* **Supplied information**:

───

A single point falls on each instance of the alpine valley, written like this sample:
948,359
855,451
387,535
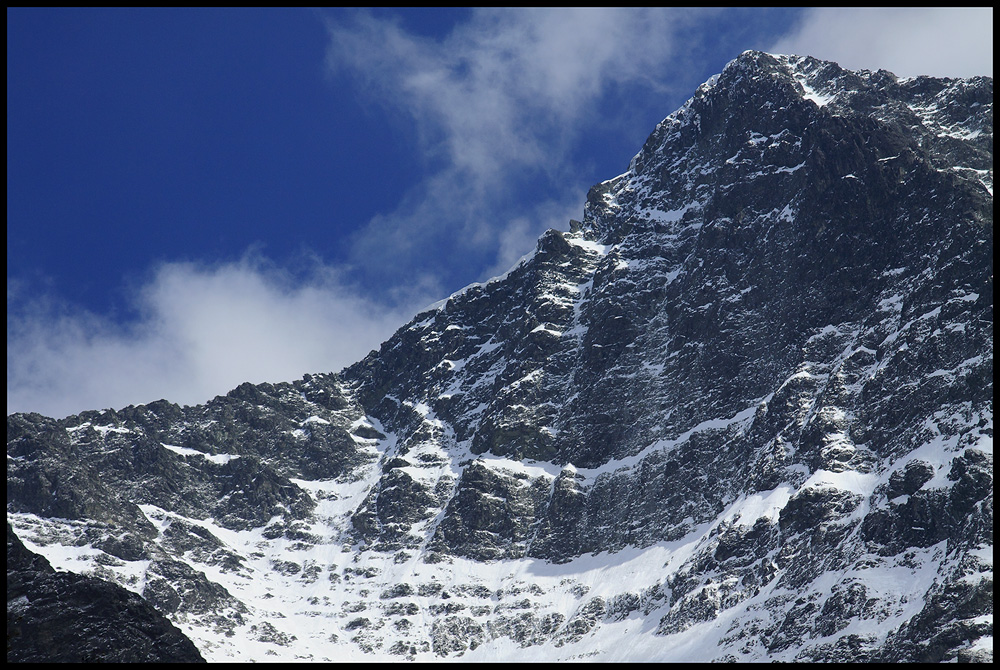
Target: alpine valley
742,411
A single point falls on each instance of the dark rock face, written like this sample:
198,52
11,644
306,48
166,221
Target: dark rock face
59,617
746,401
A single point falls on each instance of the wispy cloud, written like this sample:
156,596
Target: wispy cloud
499,105
200,331
907,41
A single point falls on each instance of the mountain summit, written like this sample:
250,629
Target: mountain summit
742,411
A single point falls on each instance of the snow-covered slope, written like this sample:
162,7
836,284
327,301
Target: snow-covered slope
743,410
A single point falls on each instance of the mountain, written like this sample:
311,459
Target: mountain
743,410
64,617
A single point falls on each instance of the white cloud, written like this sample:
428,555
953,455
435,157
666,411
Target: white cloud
907,41
498,103
202,331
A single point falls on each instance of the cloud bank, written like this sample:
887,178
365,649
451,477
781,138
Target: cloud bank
201,331
498,107
907,41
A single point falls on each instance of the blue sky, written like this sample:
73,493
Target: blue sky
201,197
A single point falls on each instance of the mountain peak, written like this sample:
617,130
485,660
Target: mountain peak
752,386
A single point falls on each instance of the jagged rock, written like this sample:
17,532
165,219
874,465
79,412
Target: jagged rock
55,617
747,400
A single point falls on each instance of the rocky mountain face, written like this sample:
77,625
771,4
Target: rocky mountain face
70,618
743,410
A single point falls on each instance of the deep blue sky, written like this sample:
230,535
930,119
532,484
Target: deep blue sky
137,136
201,197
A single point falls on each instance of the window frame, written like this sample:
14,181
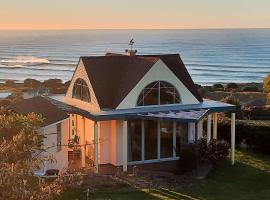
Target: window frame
140,99
80,91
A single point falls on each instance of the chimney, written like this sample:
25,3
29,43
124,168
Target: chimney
131,52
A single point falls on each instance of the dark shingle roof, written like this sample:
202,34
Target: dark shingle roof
113,76
41,106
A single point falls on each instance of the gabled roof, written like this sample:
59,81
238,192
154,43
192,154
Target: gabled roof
40,106
113,76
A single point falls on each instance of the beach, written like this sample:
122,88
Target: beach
211,56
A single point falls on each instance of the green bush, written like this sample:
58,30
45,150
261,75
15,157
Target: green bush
213,152
256,134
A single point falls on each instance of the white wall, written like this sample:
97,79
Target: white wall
158,72
81,73
61,157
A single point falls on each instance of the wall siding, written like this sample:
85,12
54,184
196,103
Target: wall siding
158,72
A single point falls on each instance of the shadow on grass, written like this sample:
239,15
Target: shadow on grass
249,179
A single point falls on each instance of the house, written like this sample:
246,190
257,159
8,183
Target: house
54,128
138,110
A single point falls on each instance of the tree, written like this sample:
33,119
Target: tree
266,86
19,141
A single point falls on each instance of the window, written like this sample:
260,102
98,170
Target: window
158,93
59,137
150,139
166,139
135,140
81,91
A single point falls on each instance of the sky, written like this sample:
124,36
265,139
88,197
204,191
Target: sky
136,14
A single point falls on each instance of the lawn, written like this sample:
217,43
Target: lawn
249,179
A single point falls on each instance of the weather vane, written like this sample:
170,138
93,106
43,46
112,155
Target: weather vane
131,43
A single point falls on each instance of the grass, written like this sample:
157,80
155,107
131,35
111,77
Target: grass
249,179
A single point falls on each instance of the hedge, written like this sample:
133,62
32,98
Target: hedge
256,134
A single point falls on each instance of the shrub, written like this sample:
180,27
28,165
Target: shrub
10,83
266,84
31,83
231,86
5,102
214,152
256,134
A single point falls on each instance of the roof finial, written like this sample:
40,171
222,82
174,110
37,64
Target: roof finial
131,43
131,52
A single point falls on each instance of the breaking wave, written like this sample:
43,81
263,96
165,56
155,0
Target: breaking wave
24,60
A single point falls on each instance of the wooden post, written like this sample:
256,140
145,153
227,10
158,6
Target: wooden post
208,128
125,151
215,118
174,139
142,138
200,129
95,147
83,147
232,138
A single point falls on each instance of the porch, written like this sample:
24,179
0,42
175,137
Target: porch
165,120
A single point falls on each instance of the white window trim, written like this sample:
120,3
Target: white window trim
159,159
153,160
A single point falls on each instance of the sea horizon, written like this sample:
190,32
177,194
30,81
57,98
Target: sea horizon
211,56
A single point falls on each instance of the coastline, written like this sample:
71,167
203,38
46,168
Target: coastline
246,93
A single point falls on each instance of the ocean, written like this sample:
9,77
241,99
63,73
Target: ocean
211,56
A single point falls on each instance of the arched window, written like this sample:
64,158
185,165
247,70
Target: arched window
81,91
158,93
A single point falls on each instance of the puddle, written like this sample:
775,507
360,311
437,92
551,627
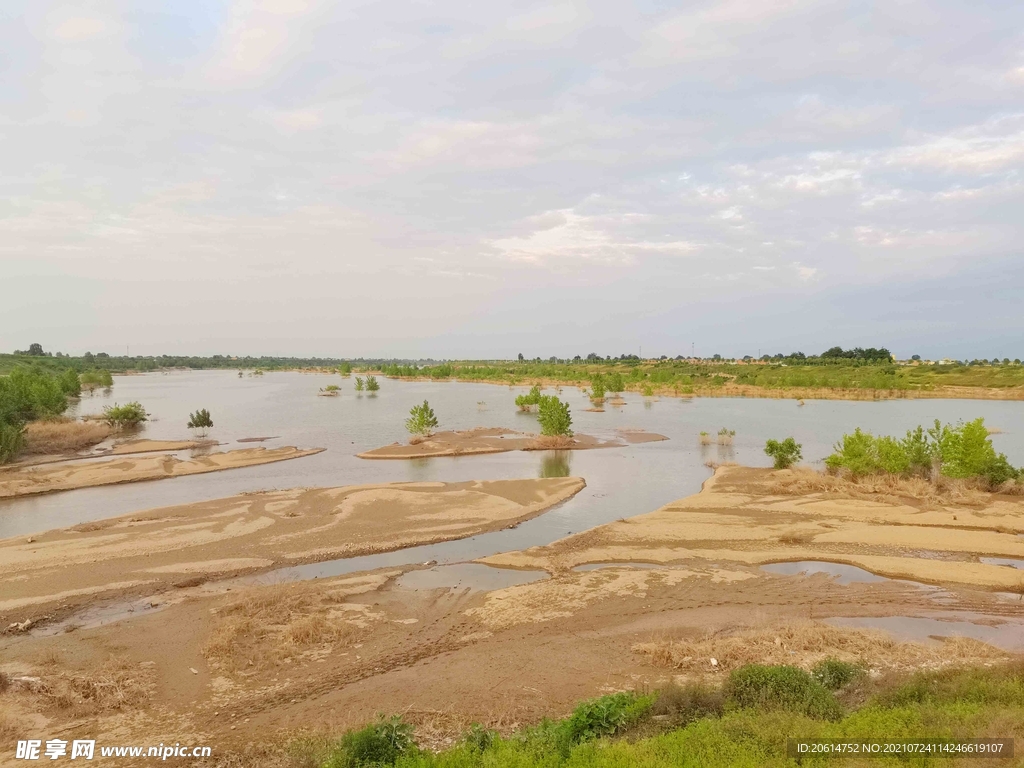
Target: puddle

───

* **Directions for this task**:
Copy the whole listing above word for word but do not carry over the pictures.

* **Reply to the task**:
A single point falls on each instance of the alpine valley, written like this sample:
948,359
855,451
387,535
Target: alpine valley
742,411
A single point falls on each instance of the dark rock face, written like this sample:
198,52
11,644
306,48
166,221
Target: dark rock face
59,617
746,401
A single point falls on each instance of the wispy cloud, written like this sample:
156,596
Target: wispy cloud
499,105
200,331
907,41
A single point falls on each instance of the mountain summit, written like this sample:
250,629
Target: mountain summit
742,411
A single point falls on each instance of the snow-covered slope, written like this sample:
162,7
836,284
327,301
Target: snow-covered slope
743,410
A single point falls on each instance of the mountain, written like this sample:
311,459
Target: mountain
743,410
64,617
A single point falls on each instance of the white cloud, written like this sample:
428,555
953,455
435,157
666,411
Target: white cloud
907,41
498,103
202,331
A single point falls on each instance of the cloud bank, written like this sample:
887,178
365,649
451,477
781,138
Target: cloud bank
201,331
498,107
907,41
A single point falls on each instance of the blue sky, written like this sample:
73,493
Target: blue sky
201,197
A single point falls on each instance of the mountain peak, written like this sample:
617,130
485,660
Target: mountain peak
752,386
A single point falls on each instance of the jagged rock, written like this sample:
17,532
165,219
874,465
79,412
Target: jagged rock
55,617
747,400
A single point falls on each instance of the rocky mountain face, written like this sample:
77,625
771,4
Target: rocky mountain face
70,618
743,410
A single point falls on each instance of the deep blue sky, written like this sample:
230,535
930,119
532,484
Target: deep blue sky
137,136
201,197
A single point falls on each instance of the window frame, written like this sample:
14,181
Target: window frame
140,99
80,91
A single point falls on each instance of the chimney, written like this sample:
25,3
29,43
124,168
Target: chimney
131,52
A single point falls on each instance of the dark shingle roof, written like this sample:
202,34
Target: dark shingle roof
113,76
41,106
A single point falls on each instance of the gabled roof, written like this sample:
59,81
238,192
154,43
192,154
Target: gabled roof
40,106
113,76
A single point falls on each instance of the beach, written like this sample:
122,88
Target: beach
211,56
A single point falls on each instance of the green bush, written like this sample:
58,30
45,150
261,75
15,157
Target: green bush
213,152
256,134
A single point falls on each instance of the white wall, written like this sample:
97,79
Target: white wall
158,72
81,73
61,157
A single point falls on each instance of the wall siding, written like this sample:
85,12
54,184
196,103
Target: wall siding
158,72
A single point falls on each instance of the shadow on grass, written like this sample:
239,15
Target: shadow on grass
249,179
A single point falls on each instance of the house, written like this sample:
246,190
257,159
8,183
Target: house
54,128
138,110
A single point falls on each instance of the tree, written like this sample:
33,119
Target: tree
266,86
19,141
A single point falls on each instance of the window, written like this sample:
260,102
98,170
Target: window
158,93
59,137
150,139
166,139
135,140
81,91
A single point falls on each instance of the sky, written like this sample:
124,36
265,139
88,197
204,191
Target: sky
136,14
A single point falls on each instance of the lawn, written like this sample:
217,43
Target: lawn
249,179
A single point falls on each instance of the weather vane, written like this sample:
170,138
93,106
43,46
112,155
Target: weather vane
131,43
A single point falls on each instance of the grass, written like this sample:
157,80
155,107
131,35
111,77
Target: grass
249,179
A single point falls on each instance of the hedge, written like this sample:
133,62
32,98
Target: hedge
256,134
A single point falls on each instance of the shrub, written like this sample:
180,27
28,165
Target: shrub
10,83
266,84
31,83
231,86
5,102
214,152
256,134
A single point falls on each instance of the roof finial, written like this sample:
40,171
222,82
174,110
37,64
Target: roof finial
131,43
131,52
A single point falls on each instance of the breaking wave, written like this sample:
43,81
263,96
165,56
155,0
Target: breaking wave
24,60
A single point falls on each instance of the wooden post, written like this sample:
256,140
145,153
227,10
158,6
Target: wooden post
208,128
125,151
215,118
174,139
142,138
200,129
95,147
83,147
232,138
A single point falls on each instance of the porch, written like this sample:
24,179
0,42
175,137
Target: porch
165,120
A single point falls on each instance of the white window trim, written like this sample:
120,3
Target: white window trim
159,159
153,160
A single point falls on each instance of the sea horizon, written like this sample:
190,32
177,194
30,81
57,98
Target: sea horizon
211,56
A single point falls on each instance of the coastline, written like this sample:
71,167
203,38
46,168
Target: coastline
246,93
A single point falls on each instance of the ocean, written like this sample:
9,77
241,99
63,73
Target: ocean
211,56
A single point falls on each instance of the arched window, written like this sample:
64,158
185,165
247,70
Target: arched window
81,91
158,93
A single point falls on each instance of the puddle, written like this sample:
775,507
360,311
437,92
551,627
Target: puddle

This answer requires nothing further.